▶ **Instruction**
Reproduce, word for word, every line starting at the line that contains "One point marks each instance of the skull" and ending with the final line of the entries.

▶ **Input for this task**

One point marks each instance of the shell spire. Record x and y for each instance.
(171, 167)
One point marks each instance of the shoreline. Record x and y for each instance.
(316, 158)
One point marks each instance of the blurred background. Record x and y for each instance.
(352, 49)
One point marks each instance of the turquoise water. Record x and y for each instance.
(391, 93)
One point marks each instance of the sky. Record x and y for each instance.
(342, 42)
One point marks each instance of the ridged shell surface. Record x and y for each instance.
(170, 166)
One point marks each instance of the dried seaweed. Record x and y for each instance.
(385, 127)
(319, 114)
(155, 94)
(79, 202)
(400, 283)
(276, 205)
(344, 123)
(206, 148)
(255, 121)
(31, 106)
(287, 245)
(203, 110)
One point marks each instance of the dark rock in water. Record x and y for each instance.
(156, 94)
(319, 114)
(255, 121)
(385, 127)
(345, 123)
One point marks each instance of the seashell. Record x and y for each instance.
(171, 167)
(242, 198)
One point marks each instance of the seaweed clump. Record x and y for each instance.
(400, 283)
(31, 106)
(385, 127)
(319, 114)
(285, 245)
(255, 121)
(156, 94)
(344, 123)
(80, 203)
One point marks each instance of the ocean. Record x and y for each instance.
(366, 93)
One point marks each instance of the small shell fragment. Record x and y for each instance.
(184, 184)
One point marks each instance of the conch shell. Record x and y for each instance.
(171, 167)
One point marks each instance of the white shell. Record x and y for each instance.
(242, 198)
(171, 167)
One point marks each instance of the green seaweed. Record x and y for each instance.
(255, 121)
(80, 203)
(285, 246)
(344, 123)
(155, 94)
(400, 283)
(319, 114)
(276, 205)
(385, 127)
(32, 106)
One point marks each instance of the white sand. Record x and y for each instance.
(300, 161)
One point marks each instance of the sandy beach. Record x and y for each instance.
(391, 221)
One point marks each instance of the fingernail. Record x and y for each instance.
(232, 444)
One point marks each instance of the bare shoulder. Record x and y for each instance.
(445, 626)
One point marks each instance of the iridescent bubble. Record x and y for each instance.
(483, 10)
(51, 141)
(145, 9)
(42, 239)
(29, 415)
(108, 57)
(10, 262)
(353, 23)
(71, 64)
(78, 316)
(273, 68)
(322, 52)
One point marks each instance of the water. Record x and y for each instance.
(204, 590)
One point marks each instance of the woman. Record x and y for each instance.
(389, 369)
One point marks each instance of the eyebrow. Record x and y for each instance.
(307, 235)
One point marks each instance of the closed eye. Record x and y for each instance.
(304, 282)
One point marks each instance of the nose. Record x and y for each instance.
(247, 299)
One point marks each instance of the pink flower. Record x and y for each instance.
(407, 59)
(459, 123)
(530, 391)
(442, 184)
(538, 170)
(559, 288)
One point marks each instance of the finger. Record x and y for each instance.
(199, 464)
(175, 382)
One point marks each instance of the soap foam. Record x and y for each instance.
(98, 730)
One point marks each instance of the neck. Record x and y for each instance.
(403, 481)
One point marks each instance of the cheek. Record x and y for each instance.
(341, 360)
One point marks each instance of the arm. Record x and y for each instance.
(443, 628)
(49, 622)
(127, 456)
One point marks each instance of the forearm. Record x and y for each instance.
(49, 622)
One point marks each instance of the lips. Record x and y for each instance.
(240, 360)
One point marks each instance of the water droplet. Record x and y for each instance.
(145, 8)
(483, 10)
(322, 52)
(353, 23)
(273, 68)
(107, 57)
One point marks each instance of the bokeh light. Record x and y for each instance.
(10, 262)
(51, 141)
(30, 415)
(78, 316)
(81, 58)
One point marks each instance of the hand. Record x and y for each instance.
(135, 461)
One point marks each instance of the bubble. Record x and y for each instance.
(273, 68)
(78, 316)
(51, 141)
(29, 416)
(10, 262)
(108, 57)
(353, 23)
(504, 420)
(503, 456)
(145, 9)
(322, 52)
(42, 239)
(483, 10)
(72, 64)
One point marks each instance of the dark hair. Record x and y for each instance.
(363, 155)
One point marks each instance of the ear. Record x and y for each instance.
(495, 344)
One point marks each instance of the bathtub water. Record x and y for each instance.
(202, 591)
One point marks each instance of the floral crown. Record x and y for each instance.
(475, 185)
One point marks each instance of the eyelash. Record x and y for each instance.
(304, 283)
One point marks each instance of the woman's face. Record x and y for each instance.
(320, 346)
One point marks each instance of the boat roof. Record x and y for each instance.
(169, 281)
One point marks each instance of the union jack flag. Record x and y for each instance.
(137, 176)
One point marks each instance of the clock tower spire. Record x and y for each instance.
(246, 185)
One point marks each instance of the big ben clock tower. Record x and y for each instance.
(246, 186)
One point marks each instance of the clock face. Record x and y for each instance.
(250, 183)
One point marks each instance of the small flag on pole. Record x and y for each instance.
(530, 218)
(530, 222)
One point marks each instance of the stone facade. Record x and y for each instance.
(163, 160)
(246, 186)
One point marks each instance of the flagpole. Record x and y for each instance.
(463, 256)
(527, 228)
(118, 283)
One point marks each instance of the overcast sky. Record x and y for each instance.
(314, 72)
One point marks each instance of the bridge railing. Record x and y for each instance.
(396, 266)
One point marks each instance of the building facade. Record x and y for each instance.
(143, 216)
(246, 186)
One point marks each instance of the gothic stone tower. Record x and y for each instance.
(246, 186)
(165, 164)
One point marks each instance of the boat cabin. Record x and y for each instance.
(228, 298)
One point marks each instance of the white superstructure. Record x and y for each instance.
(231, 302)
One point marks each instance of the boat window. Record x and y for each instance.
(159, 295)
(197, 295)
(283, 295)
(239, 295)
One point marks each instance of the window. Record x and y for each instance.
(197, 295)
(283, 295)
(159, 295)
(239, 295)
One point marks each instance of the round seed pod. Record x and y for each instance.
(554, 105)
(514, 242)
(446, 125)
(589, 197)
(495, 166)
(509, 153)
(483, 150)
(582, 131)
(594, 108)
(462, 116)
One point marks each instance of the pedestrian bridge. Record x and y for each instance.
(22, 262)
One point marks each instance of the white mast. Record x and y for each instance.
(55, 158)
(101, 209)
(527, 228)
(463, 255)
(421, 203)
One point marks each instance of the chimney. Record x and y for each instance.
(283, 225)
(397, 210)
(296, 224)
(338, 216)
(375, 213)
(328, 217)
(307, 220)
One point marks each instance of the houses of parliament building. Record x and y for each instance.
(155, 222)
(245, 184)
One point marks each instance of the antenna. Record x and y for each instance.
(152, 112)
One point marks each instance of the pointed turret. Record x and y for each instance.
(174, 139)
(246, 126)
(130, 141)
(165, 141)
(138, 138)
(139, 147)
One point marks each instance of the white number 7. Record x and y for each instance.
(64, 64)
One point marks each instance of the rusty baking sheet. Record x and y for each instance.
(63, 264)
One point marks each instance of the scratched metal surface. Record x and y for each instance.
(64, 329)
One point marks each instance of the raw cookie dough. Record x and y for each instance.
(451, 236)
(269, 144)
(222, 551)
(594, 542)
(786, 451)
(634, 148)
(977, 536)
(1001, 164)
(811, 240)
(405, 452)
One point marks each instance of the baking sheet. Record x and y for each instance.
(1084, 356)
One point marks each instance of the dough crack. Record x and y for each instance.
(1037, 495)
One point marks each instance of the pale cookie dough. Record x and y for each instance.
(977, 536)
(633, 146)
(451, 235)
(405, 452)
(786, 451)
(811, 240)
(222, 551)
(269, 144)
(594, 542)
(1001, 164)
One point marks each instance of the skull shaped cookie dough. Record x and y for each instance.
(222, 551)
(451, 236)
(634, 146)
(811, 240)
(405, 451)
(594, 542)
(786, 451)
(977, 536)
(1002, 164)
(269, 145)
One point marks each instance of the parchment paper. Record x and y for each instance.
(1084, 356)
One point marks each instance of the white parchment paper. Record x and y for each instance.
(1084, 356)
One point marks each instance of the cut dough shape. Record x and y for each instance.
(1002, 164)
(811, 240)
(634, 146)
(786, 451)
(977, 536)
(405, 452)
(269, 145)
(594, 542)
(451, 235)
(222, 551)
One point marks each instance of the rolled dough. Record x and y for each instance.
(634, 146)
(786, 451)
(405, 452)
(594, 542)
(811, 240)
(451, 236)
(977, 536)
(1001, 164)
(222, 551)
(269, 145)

▶ **Solution for this exercise**
One point marks each instance of the skull shaped cookie dough. Record x and y for each instance.
(222, 551)
(451, 236)
(634, 146)
(811, 240)
(405, 451)
(594, 542)
(786, 451)
(977, 536)
(1002, 164)
(269, 145)
One point marks each instance of the parchment paper. Record x and y for each instance.
(1084, 356)
One point marks each instance of the white parchment paper. Record x and y for each instance.
(1084, 356)
One point marks each instance of the cut dough shape. Record x and y for each instance.
(1002, 164)
(811, 240)
(634, 146)
(786, 451)
(977, 536)
(405, 452)
(269, 145)
(594, 542)
(451, 235)
(222, 551)
One point marks each instance of the rolled dough. Record x and y for each instance.
(634, 146)
(786, 451)
(405, 452)
(594, 542)
(811, 240)
(451, 236)
(977, 536)
(1001, 164)
(222, 551)
(269, 145)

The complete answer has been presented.